▸ **WORK TO COMPLETE**: Collect each line of the entries below that contains the word "space".

▸ **LISTED ENTRIES**:
-- START --

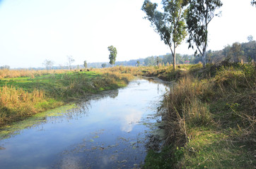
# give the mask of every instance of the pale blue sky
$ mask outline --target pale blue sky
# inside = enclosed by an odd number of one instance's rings
[[[152,0],[161,2],[160,0]],[[209,25],[208,49],[256,39],[256,8],[250,0],[223,0],[221,18]],[[170,53],[141,10],[144,0],[0,0],[0,65],[42,67],[45,59],[66,65],[109,61],[107,46],[117,61]],[[180,54],[192,54],[184,42]]]

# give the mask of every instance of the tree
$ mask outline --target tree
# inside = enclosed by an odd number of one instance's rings
[[[139,67],[140,63],[141,63],[141,62],[140,62],[139,61],[137,61],[136,62],[135,65],[136,65]]]
[[[215,10],[222,6],[220,0],[190,0],[187,17],[187,25],[189,33],[189,48],[197,46],[203,58],[204,67],[206,65],[206,54],[208,42],[208,25],[214,15]]]
[[[1,65],[0,66],[0,69],[4,70],[4,69],[6,69],[6,70],[10,70],[10,65]]]
[[[45,61],[42,63],[42,65],[45,66],[47,71],[51,70],[54,64],[54,63],[53,61],[47,59],[45,59]]]
[[[168,45],[173,58],[173,69],[175,69],[176,48],[187,35],[183,8],[183,0],[162,0],[164,12],[156,10],[158,4],[145,0],[141,10],[144,11],[151,26],[159,34],[161,40]]]
[[[68,58],[68,67],[69,68],[69,70],[71,70],[71,64],[73,62],[75,61],[75,60],[73,58],[72,56],[66,56],[66,58]]]
[[[108,51],[110,52],[110,63],[112,65],[112,67],[113,67],[113,65],[115,65],[115,59],[117,58],[117,51],[115,47],[114,47],[112,45],[107,47]]]
[[[105,68],[107,66],[107,64],[106,63],[103,63],[101,65],[101,67],[103,67],[103,68]]]
[[[249,42],[253,41],[253,37],[252,37],[252,35],[249,35],[249,36],[247,37],[247,39],[248,39]]]
[[[252,6],[256,6],[256,1],[255,0],[252,0],[252,1],[250,2],[250,4]]]
[[[245,52],[242,51],[241,44],[238,42],[235,42],[231,48],[231,54],[235,62],[239,62],[244,55]]]
[[[86,62],[86,61],[83,61],[83,66],[84,66],[85,68],[87,68],[87,62]]]

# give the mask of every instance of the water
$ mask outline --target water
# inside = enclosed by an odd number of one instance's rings
[[[136,80],[81,101],[63,115],[47,117],[1,140],[0,168],[139,168],[165,89]]]

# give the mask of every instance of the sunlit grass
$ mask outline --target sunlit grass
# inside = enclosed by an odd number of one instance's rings
[[[78,70],[1,70],[0,125],[66,102],[126,86],[138,71],[115,67]]]

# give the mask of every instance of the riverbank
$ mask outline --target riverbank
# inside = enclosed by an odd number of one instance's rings
[[[158,76],[178,75],[177,84],[165,94],[159,112],[165,147],[150,151],[144,168],[254,168],[255,65],[191,68],[155,71]]]
[[[90,71],[0,70],[0,126],[81,97],[126,86],[133,68]]]

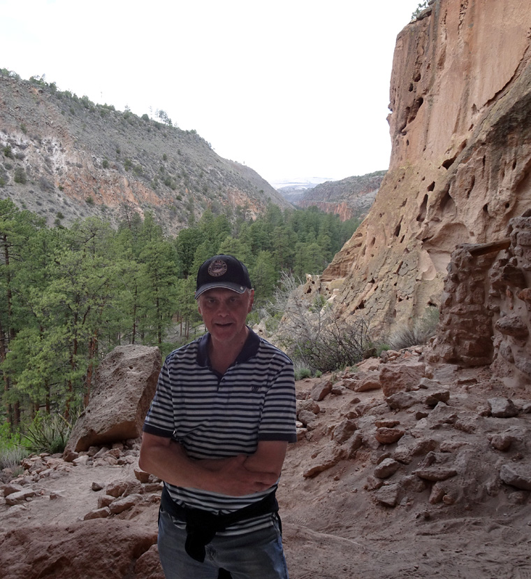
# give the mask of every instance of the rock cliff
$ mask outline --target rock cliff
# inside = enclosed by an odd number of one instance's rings
[[[458,244],[531,206],[531,4],[436,0],[398,36],[390,168],[325,271],[345,317],[388,330],[439,306]]]
[[[115,223],[149,210],[175,234],[207,208],[230,214],[245,207],[256,216],[270,201],[291,206],[195,131],[96,105],[38,79],[0,74],[0,199],[49,225],[89,215]]]
[[[340,181],[326,181],[305,192],[293,202],[298,207],[314,206],[326,213],[335,213],[342,221],[364,217],[374,203],[385,173],[379,171]]]

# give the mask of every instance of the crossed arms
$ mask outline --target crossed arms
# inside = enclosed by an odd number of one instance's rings
[[[192,460],[171,438],[144,432],[138,466],[177,487],[242,496],[266,490],[277,482],[287,446],[283,441],[261,441],[250,456]]]

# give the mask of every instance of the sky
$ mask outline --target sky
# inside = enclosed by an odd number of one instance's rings
[[[386,169],[397,34],[420,0],[0,0],[0,68],[162,110],[270,183]]]

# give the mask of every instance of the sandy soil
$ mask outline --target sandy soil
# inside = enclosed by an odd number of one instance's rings
[[[298,383],[298,390],[307,392],[314,382]],[[477,391],[470,394],[463,388],[455,392],[454,403],[474,410],[492,395]],[[354,459],[339,461],[314,478],[303,476],[308,464],[329,441],[332,425],[354,406],[369,402],[374,406],[379,397],[383,400],[379,391],[356,393],[349,389],[340,395],[328,395],[319,403],[321,426],[289,449],[278,499],[291,579],[531,579],[531,493],[502,487],[489,494],[488,477],[481,474],[488,472],[481,470],[483,447],[474,442],[475,434],[467,435],[455,428],[443,433],[446,438],[472,437],[469,467],[480,473],[475,498],[466,495],[455,504],[432,504],[429,489],[412,490],[393,508],[378,503],[366,488],[381,457],[376,447],[362,447]],[[388,412],[381,417],[402,422],[408,418],[400,415]],[[531,414],[511,420],[531,431]],[[504,422],[500,429],[514,427],[511,424]],[[500,460],[518,459],[510,453],[500,454]],[[529,461],[530,455],[523,460]],[[96,508],[99,493],[103,491],[92,490],[93,482],[105,486],[132,479],[135,466],[62,463],[50,476],[32,485],[37,495],[25,504],[8,507],[0,499],[0,529],[68,526]],[[152,503],[117,517],[154,527],[157,513],[157,506]]]

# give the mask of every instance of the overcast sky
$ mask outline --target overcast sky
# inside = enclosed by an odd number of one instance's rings
[[[0,68],[164,110],[270,183],[386,169],[396,36],[420,0],[0,0]]]

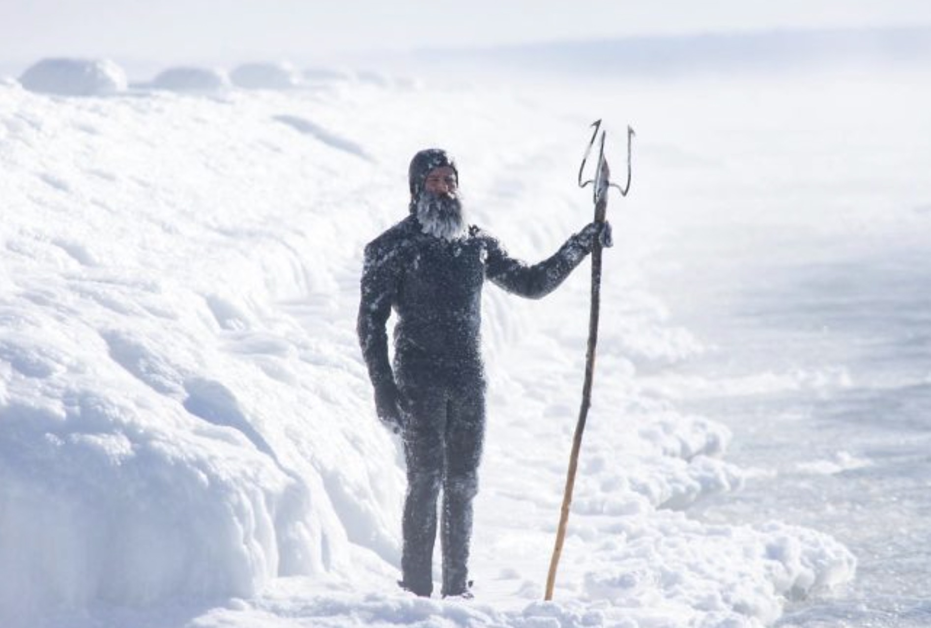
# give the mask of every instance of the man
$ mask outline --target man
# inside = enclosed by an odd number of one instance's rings
[[[528,266],[466,222],[459,173],[444,151],[414,155],[409,179],[410,216],[365,248],[358,339],[378,417],[404,440],[408,491],[400,584],[418,595],[433,591],[442,488],[441,593],[470,597],[472,499],[485,428],[482,286],[487,278],[509,292],[539,299],[562,283],[596,239],[611,246],[611,230],[593,222],[555,255]],[[398,315],[394,369],[385,332],[392,310]]]

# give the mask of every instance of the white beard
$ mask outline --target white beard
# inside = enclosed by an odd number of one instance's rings
[[[444,240],[458,240],[468,234],[468,224],[459,196],[439,196],[429,192],[417,199],[417,220],[425,234]]]

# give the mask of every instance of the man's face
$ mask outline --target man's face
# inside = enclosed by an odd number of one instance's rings
[[[456,171],[449,166],[433,168],[424,180],[424,189],[438,196],[452,196],[458,187]]]

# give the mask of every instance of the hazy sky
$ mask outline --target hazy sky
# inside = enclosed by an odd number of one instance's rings
[[[631,34],[931,25],[928,0],[0,0],[0,62],[163,62]]]

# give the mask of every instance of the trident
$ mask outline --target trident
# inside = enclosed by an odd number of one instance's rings
[[[623,188],[611,182],[611,169],[608,160],[604,158],[604,139],[607,133],[601,129],[601,121],[592,123],[595,127],[588,140],[582,165],[579,167],[578,184],[580,188],[592,185],[592,201],[595,204],[595,220],[604,222],[608,209],[608,190],[615,188],[621,196],[627,196],[630,191],[630,145],[634,129],[627,127],[627,182]],[[599,140],[599,131],[601,137]],[[591,155],[591,150],[598,141],[598,164],[595,167],[595,176],[583,181],[586,165]],[[553,586],[556,584],[556,569],[562,554],[562,541],[566,537],[566,528],[569,525],[569,508],[573,501],[573,489],[575,487],[575,471],[578,468],[579,450],[582,448],[582,434],[585,432],[586,420],[588,417],[588,408],[591,406],[591,385],[595,375],[595,346],[598,343],[598,318],[601,301],[601,243],[598,238],[591,250],[591,309],[588,315],[588,348],[586,352],[585,382],[582,385],[582,406],[579,408],[578,421],[575,423],[575,434],[573,435],[573,450],[569,456],[569,471],[566,474],[566,488],[562,496],[562,511],[560,514],[560,527],[556,532],[556,544],[553,547],[553,556],[549,561],[549,574],[546,576],[546,595],[544,599],[553,599]]]

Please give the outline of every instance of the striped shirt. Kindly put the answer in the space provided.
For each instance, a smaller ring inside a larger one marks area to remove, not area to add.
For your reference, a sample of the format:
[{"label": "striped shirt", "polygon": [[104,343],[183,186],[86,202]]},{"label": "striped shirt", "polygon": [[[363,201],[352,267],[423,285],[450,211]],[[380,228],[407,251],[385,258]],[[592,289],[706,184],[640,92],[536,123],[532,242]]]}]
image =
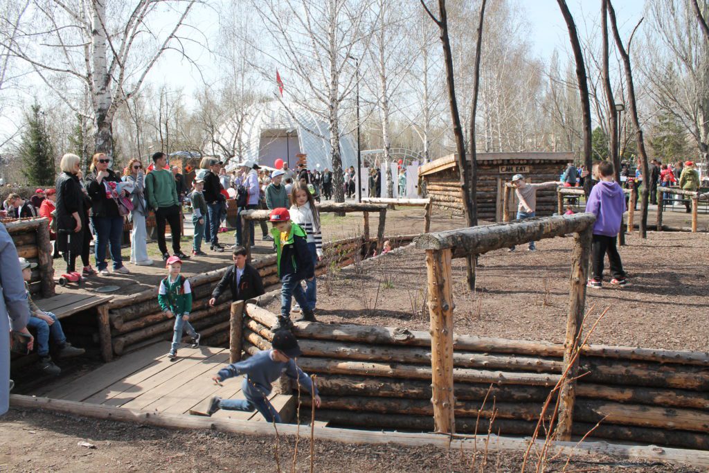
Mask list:
[{"label": "striped shirt", "polygon": [[315,243],[316,252],[318,257],[323,256],[323,233],[320,231],[320,225],[316,226],[315,219],[313,218],[313,211],[311,209],[310,203],[306,202],[305,205],[297,206],[291,206],[289,211],[291,213],[291,220],[303,228],[308,235],[307,242]]}]

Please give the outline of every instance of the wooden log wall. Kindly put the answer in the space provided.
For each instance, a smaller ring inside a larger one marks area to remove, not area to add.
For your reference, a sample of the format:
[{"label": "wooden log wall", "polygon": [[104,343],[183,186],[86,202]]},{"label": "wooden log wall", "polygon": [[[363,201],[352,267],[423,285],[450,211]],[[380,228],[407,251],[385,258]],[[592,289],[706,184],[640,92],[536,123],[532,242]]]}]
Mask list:
[{"label": "wooden log wall", "polygon": [[17,248],[17,255],[38,264],[32,270],[30,293],[41,297],[55,295],[54,252],[49,221],[45,218],[5,219],[3,223]]},{"label": "wooden log wall", "polygon": [[[525,177],[531,177],[533,182],[558,181],[563,167],[558,162],[534,163],[530,165],[532,172],[529,176]],[[481,220],[495,221],[497,200],[502,199],[502,189],[500,189],[501,195],[498,197],[498,179],[502,178],[503,182],[509,182],[512,178],[511,174],[500,174],[499,167],[499,164],[478,164],[478,218]],[[423,176],[422,179],[425,182],[426,197],[430,199],[434,208],[450,212],[456,216],[463,215],[463,201],[457,167]],[[537,216],[552,215],[556,211],[556,207],[554,189],[542,189],[537,192]]]},{"label": "wooden log wall", "polygon": [[[242,320],[245,353],[269,348],[276,315],[247,304]],[[433,430],[430,334],[333,323],[298,323],[294,330],[303,352],[298,365],[318,374],[317,419]],[[477,425],[486,433],[494,406],[493,433],[531,435],[563,369],[563,345],[457,335],[454,346],[455,431],[474,433]],[[574,435],[605,418],[591,437],[709,449],[709,354],[605,345],[582,353]],[[301,399],[310,406],[308,396]]]}]

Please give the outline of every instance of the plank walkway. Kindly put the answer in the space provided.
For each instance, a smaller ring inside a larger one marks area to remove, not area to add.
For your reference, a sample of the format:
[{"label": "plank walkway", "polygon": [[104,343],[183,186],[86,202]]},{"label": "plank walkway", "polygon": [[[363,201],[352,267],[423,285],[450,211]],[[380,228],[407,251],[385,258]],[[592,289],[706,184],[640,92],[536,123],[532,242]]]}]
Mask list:
[{"label": "plank walkway", "polygon": [[[167,357],[169,345],[160,342],[133,352],[70,382],[55,384],[40,395],[172,414],[189,414],[191,409],[203,406],[215,395],[244,399],[242,377],[228,379],[223,386],[211,381],[211,377],[228,363],[228,349],[183,347],[173,361]],[[292,410],[289,409],[292,399],[292,396],[281,394],[269,396],[281,413]],[[220,411],[214,417],[262,421],[257,411]]]}]

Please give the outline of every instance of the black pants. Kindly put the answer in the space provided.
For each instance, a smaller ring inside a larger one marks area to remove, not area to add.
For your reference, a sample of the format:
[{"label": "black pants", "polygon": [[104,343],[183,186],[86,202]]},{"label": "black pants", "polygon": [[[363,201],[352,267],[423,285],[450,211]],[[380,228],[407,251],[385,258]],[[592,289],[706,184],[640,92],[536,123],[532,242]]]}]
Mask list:
[{"label": "black pants", "polygon": [[603,280],[603,259],[608,255],[608,262],[610,263],[610,274],[616,279],[625,277],[625,272],[623,270],[623,262],[620,255],[615,247],[618,235],[609,237],[605,235],[594,235],[591,240],[593,252],[593,279],[596,281]]},{"label": "black pants", "polygon": [[179,207],[177,206],[160,207],[155,211],[155,225],[157,226],[157,247],[160,249],[160,252],[163,255],[167,252],[167,245],[165,244],[166,220],[170,224],[170,230],[172,233],[172,252],[175,254],[180,253],[182,250],[179,249],[179,240],[182,235],[180,233]]}]

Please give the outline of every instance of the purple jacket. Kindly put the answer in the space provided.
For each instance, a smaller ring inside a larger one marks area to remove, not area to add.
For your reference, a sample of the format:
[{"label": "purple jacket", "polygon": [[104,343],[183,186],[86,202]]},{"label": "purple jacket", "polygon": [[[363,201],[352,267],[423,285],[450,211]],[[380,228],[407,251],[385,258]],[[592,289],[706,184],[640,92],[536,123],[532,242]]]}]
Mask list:
[{"label": "purple jacket", "polygon": [[625,196],[615,182],[601,181],[591,189],[586,211],[596,216],[593,235],[615,236],[625,211]]}]

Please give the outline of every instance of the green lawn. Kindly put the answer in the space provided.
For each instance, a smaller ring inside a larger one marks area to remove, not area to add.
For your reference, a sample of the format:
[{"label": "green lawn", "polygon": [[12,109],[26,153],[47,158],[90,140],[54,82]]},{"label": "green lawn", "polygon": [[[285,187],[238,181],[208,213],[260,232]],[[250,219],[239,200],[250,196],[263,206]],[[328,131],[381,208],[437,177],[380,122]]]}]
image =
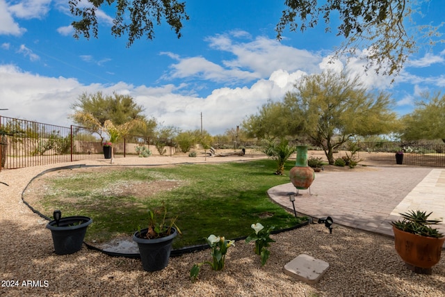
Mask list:
[{"label": "green lawn", "polygon": [[[286,163],[286,173],[293,163]],[[288,176],[274,175],[275,170],[273,160],[124,170],[104,167],[100,173],[84,172],[48,179],[50,188],[37,209],[42,207],[39,210],[49,216],[59,209],[63,216],[92,217],[94,223],[86,240],[101,242],[146,227],[147,210],[163,202],[170,213],[179,216],[177,224],[183,236],[174,242],[178,248],[203,244],[203,239],[211,234],[227,239],[247,236],[252,231],[250,225],[257,222],[275,225],[275,230],[300,223],[267,195],[268,188],[289,182]],[[179,186],[141,198],[112,190],[115,185],[163,180],[177,181]]]}]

-- END --

▸ **THE COMPLETED TASK**:
Please give the outline of every instance of the striped shirt. Kindly put the answer in the space provided.
Please give the outline of every instance of the wooden log wall. Kindly put the answer in the space provided.
Please give the outline of every instance of the plank walkway. Kindly put the answer in the space provided.
Please give the outline of every instance of the black pants. Kindly put the answer in the space provided.
Please give the outline of every instance of the purple jacket. Kindly put the answer in the space provided.
Please give the outline of every instance of the green lawn. Kindly put the answer in the space provided.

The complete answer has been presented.